═══ PAGE TEXT ═══
Brain and Mitochondrial
Improving diagnosis and outcomes for children and families with rare inherited mitochondrial and neurogenetic diseases.
We aim to improve diagnosis and outcomes for children and families affected by rare inherited diseases, particularly those affecting mitochondria (our cellular power plants), and other critical cellular processes impacting the healthy development of brain and nerves.
We have been the major national centre for laboratory investigation of mitochondrial disease for three decades and have longstanding research interests in other inherited metabolic disorders and neurogenetic conditions like Rett syndrome.
Key research areas
Genomics and Functional Genomics for Diagnosis
DNA sequencing technologies have transformed the diagnosis of rare diseases. However, around half of all patients suspected of having mitochondrial or other rare inherited diseases currently remain without a diagnosis after genomic investigations. We employ “multi-omic” approaches to solve these difficult cases including transcriptomics, proteomics and targeted functional analyses.
Preclinical Stem Cell Models
To model mitochondrial diseases and other neurogenetic conditions ‘in a dish’ we use pluripotent stem cell technology to turn patient skin cells into different cell types such as cardiomyocyte (heart cells) and neurons. These patient-specific models enable the study of disease mechanisms and treatment strategies in the most relevant cell types.
═══
How would the paragraph in the research page text that begins "DNA sequencing technologies have transformed" read as a short list of its main facts?
═══ EXTRACTED INFORMATION ═══
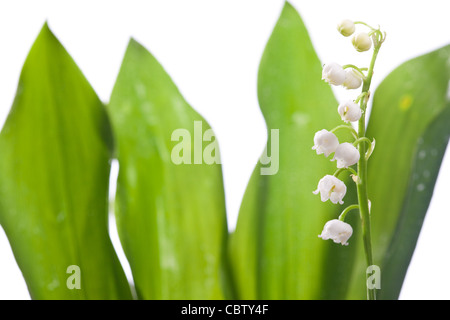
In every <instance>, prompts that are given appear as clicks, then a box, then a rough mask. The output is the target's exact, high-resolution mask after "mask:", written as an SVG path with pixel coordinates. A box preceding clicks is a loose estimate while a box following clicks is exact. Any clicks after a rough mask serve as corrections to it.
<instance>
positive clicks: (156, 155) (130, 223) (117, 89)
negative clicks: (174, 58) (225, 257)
mask: <svg viewBox="0 0 450 320" xmlns="http://www.w3.org/2000/svg"><path fill="white" fill-rule="evenodd" d="M108 111H109V114H110V117H111V120H112V125H113V128H114V135H115V141H116V146H117V149H116V152H117V159H118V161H119V176H118V181H117V195H116V217H117V224H118V230H119V237H120V240H121V243H122V245H123V248H124V251H125V254H126V256H127V258H128V261H129V263H130V266H131V270H132V273H133V277H134V281H135V285H136V291H137V294H138V297H139V298H141V299H221V298H224V297H225V295H226V292H227V290H228V289H227V288H228V286H227V284H226V279H225V278H226V268H225V266H226V265H225V261H224V258H225V250H226V247H225V245H226V239H227V224H226V213H225V200H224V190H223V181H222V171H221V166H220V164H217V163H214V162H215V161H216V162H220V161H218V160H219V153H218V152H219V150H218V147H217V141H216V140H215V138H214V134H213V132H212V130H211V129H210V127H209V125H208V124H207V123H206V121H205V120H203V118H202V117H201V116H200V115H199V114H198V113H197V112H195V111H194V110H193V109H192V108H191V107H190V106H189V105H188V104H187V102H186V101H185V100H184V99H183V97H182V96H181V94H180V92H179V91H178V89H177V88H176V86H175V85H174V83H173V82H172V80H171V79H170V77H169V76H168V75H167V73H166V72H165V71H164V70H163V68H162V67H161V65H160V64H159V63H158V61H157V60H156V59H155V58H154V57H153V56H152V55H151V54H150V53H149V52H148V51H147V50H146V49H145V48H143V47H142V46H141V45H140V44H138V43H137V42H136V41H134V40H131V41H130V43H129V46H128V49H127V51H126V54H125V57H124V60H123V63H122V67H121V69H120V72H119V76H118V79H117V82H116V84H115V86H114V89H113V93H112V95H111V100H110V104H109V106H108Z"/></svg>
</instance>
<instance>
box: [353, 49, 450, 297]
mask: <svg viewBox="0 0 450 320" xmlns="http://www.w3.org/2000/svg"><path fill="white" fill-rule="evenodd" d="M382 59H383V56H382V53H380V58H379V63H382ZM449 59H450V46H446V47H444V48H441V49H439V50H436V51H433V52H431V53H429V54H426V55H423V56H421V57H418V58H415V59H413V60H410V61H408V62H406V63H404V64H403V65H401V66H400V67H398V68H397V69H396V70H394V71H393V72H392V73H391V74H390V75H389V76H388V77H387V78H386V79H385V80H384V81H383V82H382V83H381V84H380V86H379V87H378V88H377V90H376V92H375V95H374V101H373V111H372V113H371V115H370V121H369V125H368V131H367V135H368V137H369V138H371V137H375V138H376V140H377V146H376V148H375V151H374V153H373V155H372V157H371V158H370V160H369V169H368V183H369V185H368V190H369V198H370V200H371V201H372V212H371V217H372V219H371V220H372V234H373V239H372V241H373V248H374V263H375V264H377V265H379V266H380V268H381V291H380V294H379V298H386V299H396V298H398V295H399V292H400V289H401V286H402V283H403V280H404V277H405V274H406V271H407V268H408V265H409V262H410V260H411V256H412V254H413V252H414V248H415V246H416V242H417V238H418V236H419V232H420V229H421V227H422V222H423V220H424V218H425V214H426V212H427V209H428V205H429V202H430V200H431V197H432V194H433V189H434V185H435V182H436V178H437V175H438V172H439V167H440V165H441V161H442V157H443V155H444V152H445V149H446V146H447V143H448V139H449V136H450V103H449V96H448V85H449V80H450V65H449V63H448V61H449ZM359 253H360V254H359V258H358V260H356V261H357V265H358V266H361V261H363V260H364V257H363V255H362V253H361V250H360V251H359ZM361 272H363V273H364V270H363V269H361V268H360V267H359V268H358V267H357V268H356V269H355V271H354V274H359V273H361ZM363 285H364V282H363V283H361V281H360V280H359V279H358V280H356V279H354V283H353V285H352V289H351V290H350V292H349V297H352V298H358V297H364V290H365V289H364V287H363Z"/></svg>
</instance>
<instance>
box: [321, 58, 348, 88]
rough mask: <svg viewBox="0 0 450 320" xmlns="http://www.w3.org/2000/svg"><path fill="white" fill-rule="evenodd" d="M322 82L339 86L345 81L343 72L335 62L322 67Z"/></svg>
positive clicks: (342, 83)
mask: <svg viewBox="0 0 450 320" xmlns="http://www.w3.org/2000/svg"><path fill="white" fill-rule="evenodd" d="M322 80H325V81H326V82H328V83H329V84H332V85H335V86H340V85H341V84H343V83H344V81H345V70H344V69H343V68H342V67H341V66H340V65H339V64H337V63H335V62H331V63H327V64H325V65H324V66H323V70H322Z"/></svg>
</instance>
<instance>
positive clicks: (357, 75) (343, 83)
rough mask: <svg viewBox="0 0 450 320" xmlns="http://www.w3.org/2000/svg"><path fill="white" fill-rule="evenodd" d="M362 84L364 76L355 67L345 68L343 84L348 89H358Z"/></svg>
mask: <svg viewBox="0 0 450 320" xmlns="http://www.w3.org/2000/svg"><path fill="white" fill-rule="evenodd" d="M361 84H362V77H361V75H360V74H359V73H358V71H356V70H355V69H353V68H348V69H345V80H344V83H343V84H342V85H343V86H344V87H345V88H347V89H358V88H359V87H360V86H361Z"/></svg>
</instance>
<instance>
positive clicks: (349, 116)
mask: <svg viewBox="0 0 450 320" xmlns="http://www.w3.org/2000/svg"><path fill="white" fill-rule="evenodd" d="M338 112H339V115H340V116H341V119H342V120H343V121H345V122H353V121H358V120H359V118H361V108H360V107H359V105H358V104H357V103H355V102H353V101H351V100H348V101H345V102H343V103H341V104H340V105H339V106H338Z"/></svg>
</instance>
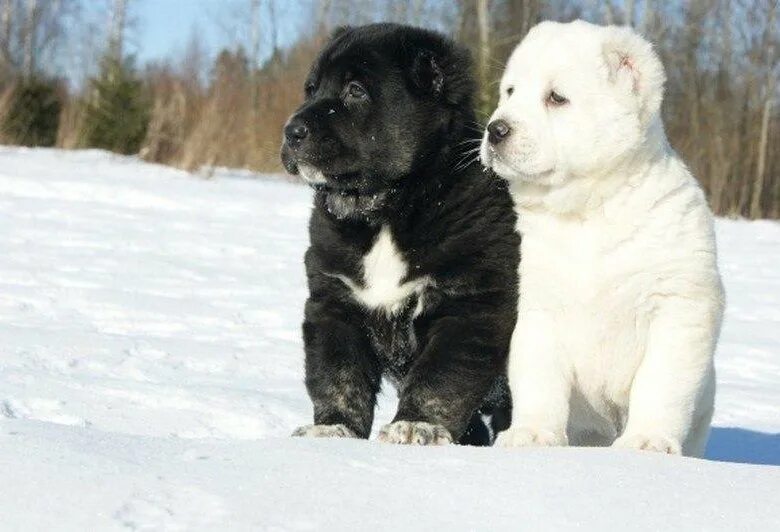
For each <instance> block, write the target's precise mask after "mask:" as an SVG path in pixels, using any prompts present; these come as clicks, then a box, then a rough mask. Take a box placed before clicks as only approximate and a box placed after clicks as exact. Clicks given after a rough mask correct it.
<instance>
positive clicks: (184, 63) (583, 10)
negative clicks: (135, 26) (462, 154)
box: [0, 0, 780, 218]
mask: <svg viewBox="0 0 780 532" xmlns="http://www.w3.org/2000/svg"><path fill="white" fill-rule="evenodd" d="M134 1H136V0H104V2H105V12H106V17H105V18H106V20H107V23H106V22H104V25H105V29H104V30H103V31H97V29H99V28H96V24H97V23H96V22H94V20H90V18H89V17H90V13H91V10H90V9H88V7H87V6H86V3H85V2H83V1H82V0H0V142H3V143H7V144H24V145H42V146H59V147H63V148H80V147H98V148H104V149H109V150H112V151H116V152H120V153H128V154H135V153H137V154H139V155H140V156H141V157H142V158H144V159H146V160H149V161H154V162H160V163H164V164H170V165H174V166H177V167H181V168H185V169H189V170H197V169H206V170H208V169H209V168H213V167H216V166H230V167H244V168H250V169H253V170H258V171H273V172H277V171H280V165H279V160H278V150H279V144H280V140H281V133H280V131H281V129H282V125H283V124H284V122H285V120H286V119H287V117H288V116H289V114H290V113H291V112H292V111H293V110H294V109H295V108H296V107H297V106H298V105H299V104H300V102H301V99H302V85H303V80H304V78H305V76H306V73H307V71H308V68H309V65H310V64H311V61H312V60H313V58H314V57H315V55H316V53H317V51H318V49H319V48H320V46H321V45H322V44H323V43H324V42H325V40H327V37H328V35H329V33H330V32H331V31H332V29H333V28H335V27H336V26H339V25H344V24H363V23H368V22H373V21H380V20H384V21H394V22H401V23H408V24H415V25H420V26H426V27H430V28H433V29H437V30H439V31H443V32H445V33H447V34H449V35H451V36H453V37H454V38H455V39H456V40H457V41H459V42H461V43H462V44H463V45H465V46H467V47H468V48H469V49H470V50H471V51H472V54H473V57H474V75H475V76H476V78H477V80H478V81H479V87H480V89H479V94H478V99H477V106H478V114H479V116H481V118H482V119H483V120H486V119H487V117H488V116H489V114H490V111H491V109H492V108H493V106H494V105H495V101H496V98H497V83H498V80H499V78H500V76H501V72H502V69H503V65H504V62H505V61H506V59H507V58H508V56H509V54H510V53H511V51H512V49H513V48H514V46H515V45H516V44H517V43H518V42H519V41H520V40H521V39H522V38H523V36H524V35H525V34H526V33H527V32H528V30H529V29H530V28H531V27H532V26H533V25H534V24H536V23H537V22H539V21H541V20H548V19H551V20H560V21H568V20H572V19H575V18H583V19H586V20H589V21H591V22H597V23H603V24H622V25H630V26H633V27H634V28H636V29H637V30H638V31H639V32H640V33H642V34H643V35H645V36H646V37H647V38H648V39H650V40H651V41H652V42H653V43H654V45H655V47H656V50H657V51H658V53H659V54H660V56H661V58H662V60H663V62H664V65H665V66H666V70H667V76H668V82H667V89H666V99H665V104H664V118H665V123H666V128H667V132H668V135H669V137H670V140H671V142H672V145H673V146H674V147H675V148H676V149H677V150H678V151H679V152H680V153H681V155H682V156H683V158H684V159H685V160H686V161H687V163H688V164H689V166H690V167H691V169H692V170H693V172H694V174H695V175H696V176H697V177H698V178H699V179H700V181H701V182H702V184H703V186H704V188H705V190H706V192H707V194H708V197H709V199H710V203H711V205H712V208H713V210H714V211H715V212H716V213H718V214H721V215H727V216H745V217H750V218H780V90H779V89H778V82H779V81H780V17H778V15H780V13H778V11H780V9H778V0H689V1H677V2H668V1H662V0H613V1H599V2H594V1H591V0H551V1H548V2H541V1H539V0H458V1H452V2H441V1H440V0H396V1H393V2H386V1H380V0H321V1H315V0H302V1H299V2H283V1H282V0H233V2H232V3H229V4H226V5H229V11H230V13H231V15H230V16H231V17H232V19H229V20H227V21H226V22H225V25H226V26H227V27H228V28H233V27H234V25H235V24H240V25H241V28H242V31H241V32H240V33H241V38H240V39H238V38H237V39H236V42H235V44H234V45H232V46H229V47H226V48H224V49H222V50H220V51H219V52H218V53H217V54H216V55H215V56H214V57H210V55H209V54H208V53H207V52H206V51H205V50H204V48H203V45H202V43H201V42H200V41H199V39H198V38H197V36H196V35H194V36H193V38H192V39H191V42H190V44H189V45H188V46H187V47H186V49H184V50H183V51H182V52H181V53H180V54H179V56H178V57H172V58H170V59H169V60H168V61H166V62H163V63H157V64H150V65H141V66H139V65H136V64H134V61H133V60H132V58H131V57H128V56H127V54H126V51H125V48H126V47H125V46H123V43H124V38H125V35H126V33H127V25H128V2H131V3H132V2H134ZM291 11H292V14H291ZM291 18H294V19H295V20H299V21H301V24H302V27H301V29H300V31H298V32H297V34H296V39H295V40H294V42H292V43H285V45H284V46H281V45H280V44H279V42H278V41H279V32H280V29H281V27H282V22H283V21H285V20H290V19H291ZM231 31H232V30H231ZM96 36H100V38H101V39H102V42H98V43H95V42H94V41H95V39H96V38H98V37H96ZM63 54H67V57H66V58H64V57H63ZM66 60H67V61H70V63H69V66H68V71H69V72H74V71H75V72H83V75H82V79H76V80H74V79H72V76H71V77H70V78H68V79H64V78H63V77H62V76H57V75H52V68H51V66H52V65H56V64H58V62H59V63H60V64H61V63H62V62H63V61H66Z"/></svg>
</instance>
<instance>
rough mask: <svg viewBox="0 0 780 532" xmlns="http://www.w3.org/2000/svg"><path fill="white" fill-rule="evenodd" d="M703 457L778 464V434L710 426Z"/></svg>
mask: <svg viewBox="0 0 780 532" xmlns="http://www.w3.org/2000/svg"><path fill="white" fill-rule="evenodd" d="M704 457H705V458H708V459H710V460H717V461H719V462H739V463H743V464H764V465H780V434H770V433H766V432H755V431H752V430H747V429H739V428H734V427H712V432H711V433H710V441H709V443H708V444H707V451H706V453H705V454H704Z"/></svg>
═══
• EXERCISE RESULT
- DNA sequencing technologies have transformed rare disease diagnosis.
- About half of patients suspected of having mitochondrial or other rare inherited diseases still have no diagnosis after genomic investigations.
- To solve these difficult cases, the group uses "multi-omic" approaches: transcriptomics, proteomics and targeted functional analyses.